礫川全次のコラムと名言

礫川全次〈コイシカワ・ゼンジ〉のコラムと名言。コラムは、その時々に思いついたことなど。名言は、その日に見つけた名言など。

娯楽文化の偏在は余りにもひどすぎる

2016-11-22 03:38:57 | コラムと名言

◎娯楽文化の偏在は余りにもひどすぎる

 政府広報誌(情報局編輯)である『週報』第308号(一九四二年九月二日)から、「戦時下娯楽と移動演劇」(署名なし)という文章を紹介している。本日は、その二回目。

真の娯楽文化
 かやうに娯楽文化は、或ひは国民精神を啓培【けいばい】する点からいつても、或ひは国民娯楽として国民の精神生活を更新させる点からしても、さらにまた国策を巧妙に宣伝する点からいつても非常に大きな効果をもつものであります。
 しかし、かうした立派な機能を果すには、当然二つの条件が満されなければなりません。即ちその一つは、娯楽文化自体が国家目的に十分副【そ】つてゐると同時に、芸術的にも優れてゐなければならぬことであります。

§ **データ抜粋**:

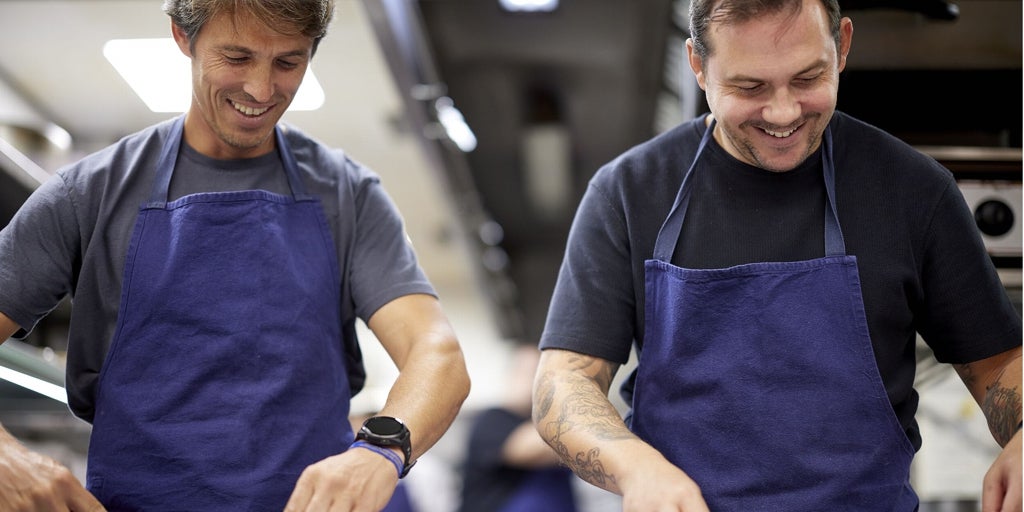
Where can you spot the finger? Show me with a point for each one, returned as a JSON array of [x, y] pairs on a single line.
[[83, 501], [299, 501]]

§ **練習問題**:
[1] 文書抜粋によると、『週報』第308号はいつ発行されたか。
[2] 文書抜粋から、「2016-11-22 03:38:57 | コラムと名言」から「ければならぬことであります。」までを、両端の語句も含めて一字一句変えずに抜き出しなさい。
[3] 文書抜粋で、娯楽文化が非常に大きな効果をもつとされている「点」をすべて挙げなさい。

§ **解答**:
[1] 一九四二年九月二日

[2]
2016-11-22 03:38:57 | コラムと名言

◎娯楽文化の偏在は余りにもひどすぎる

 政府広報誌(情報局編輯)である『週報』第308号(一九四二年九月二日)から、「戦時下娯楽と移動演劇」(署名なし)という文章を紹介している。本日は、その二回目。

真の娯楽文化
 かやうに娯楽文化は、或ひは国民精神を啓培【けいばい】する点からいつても、或ひは国民娯楽として国民の精神生活を更新させる点からしても、さらにまた国策を巧妙に宣伝する点からいつても非常に大きな効果をもつものであります。
 しかし、かうした立派な機能を果すには、当然二つの条件が満されなければなりません。即ちその一つは、娯楽文化自体が国家目的に十分副【そ】つてゐると同時に、芸術的にも優れてゐなければならぬことであります。

[3]
・国民精神を啓培する点
・国民娯楽として国民の精神生活を更新させる点
・国策を巧妙に宣伝する点